— AUFGABE 1 —
Was stand dem Antragsteller laut dem Textauszug über seinen Lebensmittelpunkt in der Wohnung in X / Deutschland nach der Vermietung noch zur Verfügung oder befand sich dort? Zähle alles auf.
— AUFGABE 2 —
Wie könnte der Textauszug über den Lebensmittelpunkt des Antragstellers nach seinem letzten Satz weitergehen? Setze ihn fort.

— VORLIEGENDER TEXTAUSZUG —
Aber auch die räumlichen Verhältnisse sprechen dafür, dass sich der Lebensmittelpunkt des Antragstellers zunächst auch noch nach seiner Wohnsitzverlegung in die Schweiz in X / Deutschland befand: Während er in Y / Schweiz lediglich über ein 22 qm großes Zimmer mit Gemeinschaftsduschraum/WC verfügte, stand ihm in X / Deutschland auch nach der Vermietung ein Zimmer seiner 3-Zimmer-Eigentumswohnung mit Küche und Bad zur Verfügung, in der sich seine Möbel und sein Klavier befanden.

Zudem sprechen die äußerst geringen Heizkosten in Y / Schweiz dagegen, dass sich der Antragsteller dauerhaft in seiner neuen Wohnung aufhielt und dort seinen neuen Lebensmittelpunkt begründete. Zwar sind im Streitjahr auch der Elektrizitätsverbrauch in der deutschen Wohnung um ca. 15% und der Gasverbrauch um ca. 40% gesunken. Unter Berücksichtigung der Tatsache, dass sich der neue Mieter nur an Wochenenden und in den Ferien in der Wohnung aufhielt, wäre jedoch noch eine größere Reduzierung der Energiekosten zu erwarten gewesen. Dies lässt darauf schließen, dass sich der Antragsteller - wenn auch nicht täglich - in X / Deutschland aufhielt, was von ihm auch eingeräumt wurde.

— ANGEZEIGTE DATEN —
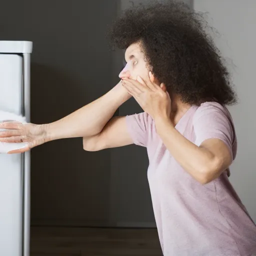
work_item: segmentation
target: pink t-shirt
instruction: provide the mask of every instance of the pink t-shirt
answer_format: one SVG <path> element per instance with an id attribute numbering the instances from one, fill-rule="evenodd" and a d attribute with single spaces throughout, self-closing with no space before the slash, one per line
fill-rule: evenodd
<path id="1" fill-rule="evenodd" d="M 227 172 L 202 185 L 172 157 L 148 114 L 128 116 L 126 120 L 134 143 L 147 148 L 148 178 L 164 255 L 256 256 L 256 226 Z M 192 106 L 176 128 L 198 146 L 208 138 L 222 140 L 233 160 L 236 158 L 232 118 L 228 110 L 218 103 Z"/>

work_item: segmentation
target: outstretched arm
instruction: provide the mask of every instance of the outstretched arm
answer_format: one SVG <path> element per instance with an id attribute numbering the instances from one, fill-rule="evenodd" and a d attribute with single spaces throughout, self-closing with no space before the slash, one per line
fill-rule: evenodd
<path id="1" fill-rule="evenodd" d="M 99 134 L 118 108 L 130 97 L 118 82 L 98 100 L 62 119 L 46 124 L 46 140 L 88 137 Z"/>

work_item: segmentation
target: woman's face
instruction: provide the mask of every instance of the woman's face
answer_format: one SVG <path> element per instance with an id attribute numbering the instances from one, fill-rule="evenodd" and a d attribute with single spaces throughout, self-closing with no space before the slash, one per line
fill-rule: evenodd
<path id="1" fill-rule="evenodd" d="M 149 70 L 138 43 L 133 44 L 127 48 L 124 54 L 126 65 L 119 74 L 119 77 L 136 80 L 140 76 L 146 82 L 149 81 Z"/>

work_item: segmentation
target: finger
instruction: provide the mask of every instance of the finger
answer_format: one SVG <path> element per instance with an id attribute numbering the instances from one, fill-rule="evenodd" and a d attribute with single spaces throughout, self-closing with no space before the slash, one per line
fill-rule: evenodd
<path id="1" fill-rule="evenodd" d="M 122 85 L 132 96 L 138 95 L 142 92 L 136 86 L 134 86 L 132 83 L 127 82 L 126 81 L 124 81 Z"/>
<path id="2" fill-rule="evenodd" d="M 144 86 L 143 84 L 142 84 L 136 80 L 134 80 L 133 79 L 126 79 L 124 81 L 126 84 L 130 85 L 130 86 L 134 88 L 136 88 L 138 90 L 140 91 L 140 92 L 145 92 L 147 88 L 148 88 L 148 87 Z M 136 90 L 138 91 L 138 90 Z"/>
<path id="3" fill-rule="evenodd" d="M 0 132 L 0 138 L 4 137 L 10 137 L 12 136 L 20 136 L 22 134 L 21 130 L 7 130 Z"/>
<path id="4" fill-rule="evenodd" d="M 30 150 L 28 146 L 26 146 L 26 148 L 20 148 L 19 150 L 15 150 L 9 151 L 7 152 L 8 154 L 15 154 L 18 153 L 24 153 L 24 152 L 26 152 L 26 151 L 28 151 Z"/>
<path id="5" fill-rule="evenodd" d="M 10 143 L 20 143 L 26 142 L 28 141 L 26 136 L 11 136 L 10 137 L 5 137 L 0 138 L 0 142 Z"/>
<path id="6" fill-rule="evenodd" d="M 0 122 L 0 129 L 22 130 L 24 124 L 19 122 Z"/>

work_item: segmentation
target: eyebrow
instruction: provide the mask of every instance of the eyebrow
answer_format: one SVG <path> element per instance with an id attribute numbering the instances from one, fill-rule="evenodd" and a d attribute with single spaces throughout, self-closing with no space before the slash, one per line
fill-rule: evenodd
<path id="1" fill-rule="evenodd" d="M 135 58 L 135 56 L 134 55 L 133 55 L 133 54 L 130 55 L 130 56 L 129 56 L 129 60 L 132 60 L 132 58 Z M 126 60 L 125 56 L 124 56 L 124 61 L 126 62 Z"/>

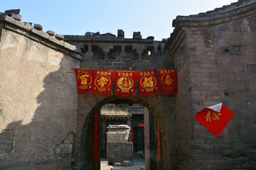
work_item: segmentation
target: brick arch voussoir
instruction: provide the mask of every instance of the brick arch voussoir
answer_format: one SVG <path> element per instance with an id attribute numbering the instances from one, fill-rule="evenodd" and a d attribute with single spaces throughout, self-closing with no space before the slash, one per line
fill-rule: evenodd
<path id="1" fill-rule="evenodd" d="M 87 135 L 88 124 L 90 121 L 92 121 L 93 115 L 104 104 L 120 99 L 127 99 L 134 103 L 140 103 L 146 107 L 154 115 L 157 121 L 160 123 L 160 128 L 163 131 L 164 138 L 168 138 L 168 134 L 166 134 L 165 131 L 168 125 L 168 122 L 166 122 L 168 114 L 166 114 L 166 113 L 170 112 L 170 111 L 175 112 L 175 99 L 173 96 L 154 96 L 122 97 L 119 96 L 99 96 L 92 94 L 80 95 L 79 98 L 77 132 L 75 136 L 73 153 L 78 164 L 82 165 L 84 164 L 84 147 Z M 172 113 L 170 113 L 171 114 Z M 168 141 L 165 142 L 167 143 Z M 168 153 L 165 154 L 168 155 Z M 83 165 L 81 166 L 83 167 Z"/>

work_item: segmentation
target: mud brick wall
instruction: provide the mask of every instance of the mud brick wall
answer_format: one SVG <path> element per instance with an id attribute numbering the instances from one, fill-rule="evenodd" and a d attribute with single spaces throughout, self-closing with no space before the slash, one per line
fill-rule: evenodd
<path id="1" fill-rule="evenodd" d="M 132 162 L 132 142 L 107 143 L 107 159 L 109 163 L 122 163 L 124 160 Z"/>
<path id="2" fill-rule="evenodd" d="M 0 23 L 0 169 L 68 169 L 78 95 L 66 72 L 80 66 L 75 47 L 4 13 Z"/>
<path id="3" fill-rule="evenodd" d="M 250 1 L 241 3 L 241 8 L 225 14 L 216 9 L 177 17 L 173 22 L 175 30 L 170 47 L 179 70 L 180 168 L 246 169 L 256 163 L 255 4 Z M 245 8 L 252 10 L 244 13 Z M 193 116 L 220 102 L 235 114 L 215 138 Z"/>

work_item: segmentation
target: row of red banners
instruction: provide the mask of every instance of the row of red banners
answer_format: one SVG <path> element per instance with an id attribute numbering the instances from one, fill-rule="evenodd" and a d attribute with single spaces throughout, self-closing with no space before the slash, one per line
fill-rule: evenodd
<path id="1" fill-rule="evenodd" d="M 177 72 L 174 69 L 157 71 L 75 69 L 75 71 L 77 91 L 80 94 L 90 92 L 99 96 L 111 96 L 114 81 L 115 95 L 122 97 L 135 95 L 136 82 L 138 82 L 140 93 L 143 96 L 158 93 L 174 94 L 177 90 Z M 161 86 L 157 81 L 157 73 Z"/>

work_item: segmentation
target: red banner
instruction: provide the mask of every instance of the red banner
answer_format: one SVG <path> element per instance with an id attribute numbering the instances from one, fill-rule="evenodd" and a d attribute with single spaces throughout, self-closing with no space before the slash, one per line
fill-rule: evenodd
<path id="1" fill-rule="evenodd" d="M 195 115 L 195 119 L 217 137 L 223 131 L 233 115 L 232 111 L 220 103 L 200 111 Z"/>
<path id="2" fill-rule="evenodd" d="M 129 97 L 135 95 L 135 71 L 115 71 L 115 95 Z"/>
<path id="3" fill-rule="evenodd" d="M 157 123 L 157 162 L 161 162 L 161 150 L 160 150 L 160 128 L 159 124 Z"/>
<path id="4" fill-rule="evenodd" d="M 159 69 L 161 93 L 174 94 L 177 90 L 177 73 L 175 69 Z"/>
<path id="5" fill-rule="evenodd" d="M 93 92 L 93 71 L 84 69 L 76 69 L 75 71 L 78 92 L 81 94 L 86 94 L 88 91 Z"/>
<path id="6" fill-rule="evenodd" d="M 97 163 L 99 160 L 99 113 L 96 112 L 93 117 L 93 161 L 95 163 Z"/>
<path id="7" fill-rule="evenodd" d="M 94 90 L 99 96 L 112 94 L 114 71 L 109 70 L 94 71 Z"/>
<path id="8" fill-rule="evenodd" d="M 142 96 L 153 96 L 159 92 L 156 71 L 138 71 L 140 93 Z"/>

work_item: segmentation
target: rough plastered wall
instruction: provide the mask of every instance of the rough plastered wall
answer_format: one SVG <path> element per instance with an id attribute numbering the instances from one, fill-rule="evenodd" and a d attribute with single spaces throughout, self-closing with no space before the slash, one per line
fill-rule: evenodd
<path id="1" fill-rule="evenodd" d="M 1 34 L 0 169 L 57 168 L 65 159 L 71 166 L 78 97 L 75 74 L 66 72 L 79 60 L 15 32 Z"/>
<path id="2" fill-rule="evenodd" d="M 230 16 L 228 20 L 220 17 L 210 21 L 207 16 L 204 19 L 188 17 L 188 19 L 180 18 L 187 22 L 184 25 L 181 22 L 177 25 L 182 25 L 179 32 L 184 38 L 178 47 L 180 53 L 174 53 L 177 59 L 175 64 L 179 75 L 184 73 L 179 69 L 180 60 L 185 62 L 183 69 L 186 61 L 189 71 L 186 76 L 188 81 L 182 83 L 182 77 L 179 76 L 179 83 L 187 82 L 189 85 L 182 90 L 188 94 L 189 99 L 182 109 L 179 106 L 183 104 L 178 103 L 178 117 L 188 106 L 190 111 L 186 111 L 186 117 L 191 127 L 187 131 L 183 129 L 179 136 L 182 136 L 178 139 L 179 150 L 184 147 L 189 149 L 184 155 L 180 154 L 180 158 L 183 157 L 179 160 L 181 169 L 251 169 L 255 167 L 256 15 L 253 6 L 250 13 L 248 6 L 247 12 L 240 13 L 239 10 L 244 10 L 241 8 L 223 14 Z M 185 53 L 181 53 L 183 49 Z M 179 88 L 182 85 L 179 84 Z M 179 90 L 178 101 L 181 94 L 181 90 Z M 234 115 L 216 138 L 193 116 L 220 102 L 232 110 Z M 186 138 L 188 133 L 189 141 L 186 144 L 180 139 Z"/>

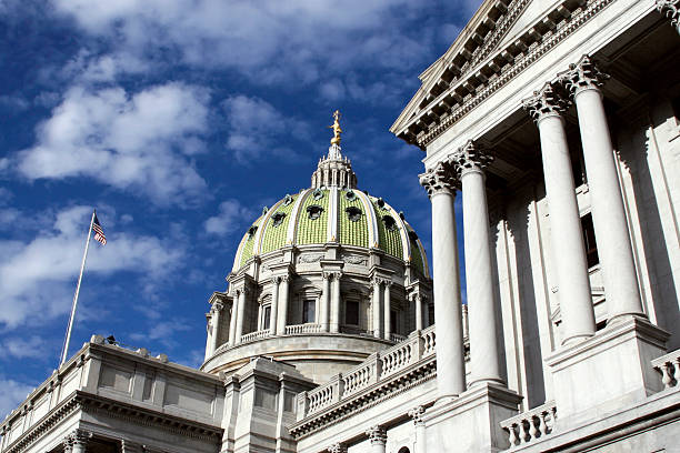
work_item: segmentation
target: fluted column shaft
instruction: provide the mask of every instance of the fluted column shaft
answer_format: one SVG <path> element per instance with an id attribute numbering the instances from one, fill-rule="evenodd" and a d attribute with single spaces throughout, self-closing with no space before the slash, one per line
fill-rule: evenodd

— ANTWORTBEREICH 1 —
- ein Zimmer seiner 3-Zimmer-Eigentumswohnung
- Küche
- Bad
- seine Möbel
- sein Klavier

— ANTWORTBEREICH 2 —
Die Einlassung, er habe seinen Lebensmittelpunkt aufgrund der Beziehung zu Frau M in die Schweiz verlegt, rechtfertigt keine andere Beurteilung. Diese - für die Entscheidung der Frage, wo im Streitjahr der Lebensmittelpunkt des Antragstellers lag - erhebliche Tatsache wurde vom Antragsteller nicht glaubhaft gemacht. Dieser ist nach seinen Angaben auch nicht mehr in der Lage, eine Aussage von Frau M hierzu zu beschaffen, da ihm deren gegenwärtiger Aufenthalt nicht bekannt ist. Eine Glaubhaftmachung des Vortrags des Antragstellers durch die Vorlage präsenter Beweismittel erscheint dem Gericht jedoch umso mehr erforderlich, als gegenüber der Glaubwürdigkeit des Antragstellers angesichts der Tatsache, dass er die dem FA zum Nachweis eines Umzugs vorgelegte Rechnung umdatierte, erhebliche Bedenken bestehen.

Im Übrigen - und ohne dass dies für das vorliegende Aussetzungsverfahren noch ausschlaggebend war - hat der Senat erhebliche Zweifel daran, dass mit dem am 22.6.2002 unterzeichneten Mietvertrag mehr als nur eine Scheinrechtsbeziehung zur Vermeidung der inländischen Besteuerung des Antragstellers begründet werden sollte. Eine Klärung dieser Frage bleibt - voraussichtlich durch die Vernehmung des Zeugen N - dem Hauptsacheverfahren vorbehalten.

Die im Streitjahr stärkeren persönlichen Interessen des Antragstellers zur Bundesrepublik Deutschland geben bei einer Gesamtwürdigung den Ausschlag und lassen es dem Gericht als wahrscheinlich erscheinen, dass der Lebensmittelpunkt des Antragstellers im Jahr 2002 in der Bundesrepublik gewesen ist.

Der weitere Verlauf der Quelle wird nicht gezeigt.